** BEGIN Selected text **
Applications for organizations open on January 19th and it is a great 
way of introducing new people to the SystemML development and get more 
To apply, we need to propose projects for a 4-month period in which a 
student works on them full time (May - August). Each proposed project 
needs one community member to mentor it - in the end Google decides how 
many students each project gets, depending of the quality of the 
proposed ideas.
To successfully apply we need (1) good ideas for projects and (2) people 
willing to mentor those ideas.
For an initial brainstorming I suggest that we first figure out if we 
want to participate (which mainly means we need to find people willing 
to mentor projects) and then start collecting ideas. Ideas can be 
anything from infrastructure, to core development or implementation of 
new algorithms.
** END Selected text **
▶ **Instructions**
1. Copy the SystemML passage word for word, beginning at the words "Applications for organizations" and stopping after "proposed ideas.".
2. According to the SystemML passage, how long is the period in which a student works on a proposed project?
3. Pick up the SystemML passage after its final sentence and continue writing it.
The data has no connection to the SystemML passage.
** BEGIN Extracted data **
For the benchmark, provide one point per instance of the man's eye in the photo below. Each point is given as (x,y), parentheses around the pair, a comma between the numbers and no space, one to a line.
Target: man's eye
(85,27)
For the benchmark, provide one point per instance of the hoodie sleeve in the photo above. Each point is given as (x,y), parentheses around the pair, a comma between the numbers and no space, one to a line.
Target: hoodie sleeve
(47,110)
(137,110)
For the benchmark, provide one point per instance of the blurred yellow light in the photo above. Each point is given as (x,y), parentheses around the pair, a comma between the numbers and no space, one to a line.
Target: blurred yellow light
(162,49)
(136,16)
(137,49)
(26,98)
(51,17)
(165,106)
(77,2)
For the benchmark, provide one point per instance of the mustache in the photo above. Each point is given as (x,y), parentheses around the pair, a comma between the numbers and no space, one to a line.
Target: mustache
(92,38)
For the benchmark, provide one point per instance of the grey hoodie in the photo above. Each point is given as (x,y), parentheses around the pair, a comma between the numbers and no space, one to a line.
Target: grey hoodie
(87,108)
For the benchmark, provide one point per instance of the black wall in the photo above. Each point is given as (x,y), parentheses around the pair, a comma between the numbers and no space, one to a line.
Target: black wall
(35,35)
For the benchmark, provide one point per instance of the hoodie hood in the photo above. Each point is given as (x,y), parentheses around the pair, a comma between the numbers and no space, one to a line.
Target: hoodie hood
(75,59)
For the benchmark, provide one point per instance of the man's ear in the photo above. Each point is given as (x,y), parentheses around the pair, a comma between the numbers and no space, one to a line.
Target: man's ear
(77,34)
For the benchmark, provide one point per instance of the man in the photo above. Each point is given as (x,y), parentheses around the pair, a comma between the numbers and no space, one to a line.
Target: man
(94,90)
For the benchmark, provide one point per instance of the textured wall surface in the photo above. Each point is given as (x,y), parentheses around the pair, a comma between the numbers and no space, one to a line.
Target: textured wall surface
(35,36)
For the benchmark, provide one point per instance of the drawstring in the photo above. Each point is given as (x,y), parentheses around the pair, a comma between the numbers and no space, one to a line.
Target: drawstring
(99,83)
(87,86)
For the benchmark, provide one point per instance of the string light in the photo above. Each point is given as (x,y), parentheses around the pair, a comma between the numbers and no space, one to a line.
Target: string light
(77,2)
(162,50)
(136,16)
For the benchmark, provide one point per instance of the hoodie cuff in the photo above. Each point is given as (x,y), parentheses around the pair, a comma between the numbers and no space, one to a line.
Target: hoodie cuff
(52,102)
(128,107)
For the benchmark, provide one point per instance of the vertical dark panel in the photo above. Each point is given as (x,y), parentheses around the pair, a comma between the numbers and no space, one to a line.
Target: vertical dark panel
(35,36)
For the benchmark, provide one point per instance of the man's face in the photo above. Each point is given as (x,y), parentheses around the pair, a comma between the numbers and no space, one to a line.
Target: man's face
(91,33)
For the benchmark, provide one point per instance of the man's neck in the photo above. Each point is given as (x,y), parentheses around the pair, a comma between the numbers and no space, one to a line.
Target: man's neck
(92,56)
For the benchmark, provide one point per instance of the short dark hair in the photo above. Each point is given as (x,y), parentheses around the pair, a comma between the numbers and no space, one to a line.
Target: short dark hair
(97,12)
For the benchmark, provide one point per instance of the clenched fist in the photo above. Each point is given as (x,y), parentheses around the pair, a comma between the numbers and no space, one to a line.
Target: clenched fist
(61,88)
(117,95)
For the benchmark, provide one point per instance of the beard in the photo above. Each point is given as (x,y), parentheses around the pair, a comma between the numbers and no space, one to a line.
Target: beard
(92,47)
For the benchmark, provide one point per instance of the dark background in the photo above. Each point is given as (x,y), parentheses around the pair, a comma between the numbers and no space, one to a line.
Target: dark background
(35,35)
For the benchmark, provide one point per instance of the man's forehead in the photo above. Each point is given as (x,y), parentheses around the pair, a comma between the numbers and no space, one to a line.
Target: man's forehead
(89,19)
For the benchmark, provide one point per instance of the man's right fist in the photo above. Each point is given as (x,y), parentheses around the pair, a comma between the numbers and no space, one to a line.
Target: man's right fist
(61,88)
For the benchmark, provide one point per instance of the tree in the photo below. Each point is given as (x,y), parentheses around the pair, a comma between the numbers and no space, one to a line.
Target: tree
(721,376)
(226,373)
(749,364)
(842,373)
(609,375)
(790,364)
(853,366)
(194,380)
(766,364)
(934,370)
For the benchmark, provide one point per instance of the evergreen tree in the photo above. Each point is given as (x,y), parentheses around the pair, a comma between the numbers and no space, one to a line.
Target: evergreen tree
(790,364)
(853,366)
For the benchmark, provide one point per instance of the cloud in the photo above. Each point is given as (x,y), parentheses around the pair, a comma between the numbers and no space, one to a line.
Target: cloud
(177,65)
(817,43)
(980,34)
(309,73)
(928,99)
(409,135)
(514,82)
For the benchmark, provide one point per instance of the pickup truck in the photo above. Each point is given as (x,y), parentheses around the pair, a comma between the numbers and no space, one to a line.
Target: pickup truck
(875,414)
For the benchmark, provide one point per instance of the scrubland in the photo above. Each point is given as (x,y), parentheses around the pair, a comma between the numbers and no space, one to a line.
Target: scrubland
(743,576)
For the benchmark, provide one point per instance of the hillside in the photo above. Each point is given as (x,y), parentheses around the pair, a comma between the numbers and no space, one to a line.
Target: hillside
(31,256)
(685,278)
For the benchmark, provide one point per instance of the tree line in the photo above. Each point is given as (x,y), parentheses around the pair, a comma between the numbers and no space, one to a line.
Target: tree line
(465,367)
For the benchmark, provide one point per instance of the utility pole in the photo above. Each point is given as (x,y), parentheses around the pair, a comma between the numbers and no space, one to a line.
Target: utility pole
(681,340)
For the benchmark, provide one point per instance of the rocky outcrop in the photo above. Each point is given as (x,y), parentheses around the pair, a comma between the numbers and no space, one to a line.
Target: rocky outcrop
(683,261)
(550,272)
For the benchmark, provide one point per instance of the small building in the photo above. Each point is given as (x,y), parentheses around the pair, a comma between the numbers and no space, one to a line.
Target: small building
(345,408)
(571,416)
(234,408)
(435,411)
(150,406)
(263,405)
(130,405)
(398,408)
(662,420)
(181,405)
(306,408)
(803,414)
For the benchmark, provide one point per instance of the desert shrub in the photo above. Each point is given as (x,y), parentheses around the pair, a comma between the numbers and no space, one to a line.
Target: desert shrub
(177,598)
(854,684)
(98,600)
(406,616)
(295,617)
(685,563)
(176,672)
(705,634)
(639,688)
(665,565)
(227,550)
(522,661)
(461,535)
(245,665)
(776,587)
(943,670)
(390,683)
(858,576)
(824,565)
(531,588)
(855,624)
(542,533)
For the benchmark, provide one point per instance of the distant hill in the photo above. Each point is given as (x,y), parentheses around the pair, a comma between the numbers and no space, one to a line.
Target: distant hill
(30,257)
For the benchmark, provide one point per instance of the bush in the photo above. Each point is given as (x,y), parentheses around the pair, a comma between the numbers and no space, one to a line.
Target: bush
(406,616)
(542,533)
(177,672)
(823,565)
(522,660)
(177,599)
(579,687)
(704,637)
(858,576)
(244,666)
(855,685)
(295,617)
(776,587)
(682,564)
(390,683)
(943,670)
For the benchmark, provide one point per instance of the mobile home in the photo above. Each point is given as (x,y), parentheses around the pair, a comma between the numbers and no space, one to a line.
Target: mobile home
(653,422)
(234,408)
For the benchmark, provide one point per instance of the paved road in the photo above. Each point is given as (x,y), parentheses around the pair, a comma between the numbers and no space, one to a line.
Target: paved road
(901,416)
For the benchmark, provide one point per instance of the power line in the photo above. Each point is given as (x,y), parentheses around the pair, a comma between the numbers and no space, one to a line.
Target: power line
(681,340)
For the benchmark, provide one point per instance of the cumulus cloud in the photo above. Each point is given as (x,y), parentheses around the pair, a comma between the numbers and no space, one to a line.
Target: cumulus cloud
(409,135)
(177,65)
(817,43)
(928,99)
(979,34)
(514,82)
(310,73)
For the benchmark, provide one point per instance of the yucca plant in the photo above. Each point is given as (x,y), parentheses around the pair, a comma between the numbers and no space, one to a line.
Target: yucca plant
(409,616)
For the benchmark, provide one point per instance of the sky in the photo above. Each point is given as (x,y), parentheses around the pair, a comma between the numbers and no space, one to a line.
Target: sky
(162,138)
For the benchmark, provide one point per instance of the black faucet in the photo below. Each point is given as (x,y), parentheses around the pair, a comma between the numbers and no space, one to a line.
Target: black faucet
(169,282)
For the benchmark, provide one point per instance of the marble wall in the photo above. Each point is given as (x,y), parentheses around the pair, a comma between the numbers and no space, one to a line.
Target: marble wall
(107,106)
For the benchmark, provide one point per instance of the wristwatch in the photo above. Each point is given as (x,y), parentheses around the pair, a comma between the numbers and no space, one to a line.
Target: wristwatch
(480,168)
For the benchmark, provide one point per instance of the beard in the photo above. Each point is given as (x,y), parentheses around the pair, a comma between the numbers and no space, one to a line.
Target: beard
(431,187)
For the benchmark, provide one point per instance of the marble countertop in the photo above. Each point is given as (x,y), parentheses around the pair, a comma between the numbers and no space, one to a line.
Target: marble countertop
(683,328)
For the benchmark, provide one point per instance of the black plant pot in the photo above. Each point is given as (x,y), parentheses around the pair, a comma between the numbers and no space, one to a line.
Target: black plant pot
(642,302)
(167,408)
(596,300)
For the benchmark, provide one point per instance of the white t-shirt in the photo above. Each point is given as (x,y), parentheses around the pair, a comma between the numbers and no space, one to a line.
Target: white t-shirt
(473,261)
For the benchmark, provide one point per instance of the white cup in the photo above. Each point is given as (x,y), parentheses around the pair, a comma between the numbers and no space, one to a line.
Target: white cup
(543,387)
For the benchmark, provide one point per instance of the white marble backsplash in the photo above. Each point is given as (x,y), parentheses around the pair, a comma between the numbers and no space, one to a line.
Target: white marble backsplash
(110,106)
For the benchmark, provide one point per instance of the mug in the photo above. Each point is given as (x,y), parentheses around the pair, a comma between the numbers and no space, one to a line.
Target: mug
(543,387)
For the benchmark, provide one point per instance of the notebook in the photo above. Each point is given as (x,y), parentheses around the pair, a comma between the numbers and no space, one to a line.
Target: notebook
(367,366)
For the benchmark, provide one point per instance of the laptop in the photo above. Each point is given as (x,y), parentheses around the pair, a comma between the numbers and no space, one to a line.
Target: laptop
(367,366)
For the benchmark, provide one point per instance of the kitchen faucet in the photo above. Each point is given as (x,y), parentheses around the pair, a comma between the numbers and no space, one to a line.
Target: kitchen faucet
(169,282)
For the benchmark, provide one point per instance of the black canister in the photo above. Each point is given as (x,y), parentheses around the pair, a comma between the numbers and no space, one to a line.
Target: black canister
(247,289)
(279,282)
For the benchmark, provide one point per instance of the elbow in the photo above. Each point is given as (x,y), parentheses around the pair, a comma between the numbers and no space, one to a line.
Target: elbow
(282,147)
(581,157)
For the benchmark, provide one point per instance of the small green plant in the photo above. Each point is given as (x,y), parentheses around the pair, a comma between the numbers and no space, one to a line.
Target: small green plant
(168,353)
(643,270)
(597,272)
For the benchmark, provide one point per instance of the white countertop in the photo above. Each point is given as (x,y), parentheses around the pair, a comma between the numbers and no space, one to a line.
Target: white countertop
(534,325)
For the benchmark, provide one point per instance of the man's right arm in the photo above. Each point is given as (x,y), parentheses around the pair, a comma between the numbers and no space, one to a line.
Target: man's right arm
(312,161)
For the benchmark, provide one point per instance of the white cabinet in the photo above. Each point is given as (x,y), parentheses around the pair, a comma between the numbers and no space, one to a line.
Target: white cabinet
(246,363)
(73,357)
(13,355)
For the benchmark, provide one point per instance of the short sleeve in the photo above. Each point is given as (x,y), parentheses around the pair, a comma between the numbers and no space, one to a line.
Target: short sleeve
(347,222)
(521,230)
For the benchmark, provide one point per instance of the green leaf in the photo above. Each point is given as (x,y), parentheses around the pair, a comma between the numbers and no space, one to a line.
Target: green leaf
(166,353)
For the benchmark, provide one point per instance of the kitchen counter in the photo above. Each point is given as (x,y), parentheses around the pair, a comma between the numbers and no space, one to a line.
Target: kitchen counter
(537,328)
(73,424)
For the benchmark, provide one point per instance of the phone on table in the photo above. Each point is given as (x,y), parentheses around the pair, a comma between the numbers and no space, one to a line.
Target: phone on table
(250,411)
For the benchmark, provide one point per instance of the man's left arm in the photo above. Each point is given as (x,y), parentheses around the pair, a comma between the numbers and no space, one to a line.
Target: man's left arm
** END Extracted data **
▶ **Response list**
1.
Applications for organizations open on January 19th and it is a great 
way of introducing new people to the SystemML development and get more 
To apply, we need to propose projects for a 4-month period in which a 
student works on them full time (May - August). Each proposed project 
needs one community member to mentor it - in the end Google decides how 
many students each project gets, depending of the quality of the 
proposed ideas.

2. A 4-month period, from May to August.

3.
Here is a quick example of how a project proposal could look like:

Title: Performance Benchmarks and Experiments

Description: To make decisions about new features and the evaluation of 
old assumptions we need up-to-date performance statistics on multiple 
levels of the systems and on different architectures (local, 
distributed, GPU). The systematic evaluation of performance can be 
measured with performance tests and micro-benchmarks. In this way, 
changes to the project or alternative implementations (i.g. for 
low-level linear algebra backends) can be systematically evaluated and 
compared. (Semi-) Automated benchmarks can help make these decisions and 
challenge assumptions that were made during earlier development. In the 
course of this project, the student should build a benchmark 
infrastructure and conduct experiments, that compare different choices 
in critical parts (sparsity thresholds, BLAS backends, optimization 
decisions, etc.).

Expected Outcome: A benchmark suite than can be used to detect 
regressions or improvements in critical components of the system.

Skills required: Java/Scala, some knowledge of benchmarking; preferred: 
knowledge about high-performance-computing and/or distributed systems.

Possible Mentors: Matthias, Niketan, Nakul, Felix

Let's decide on if we want to apply as an organization!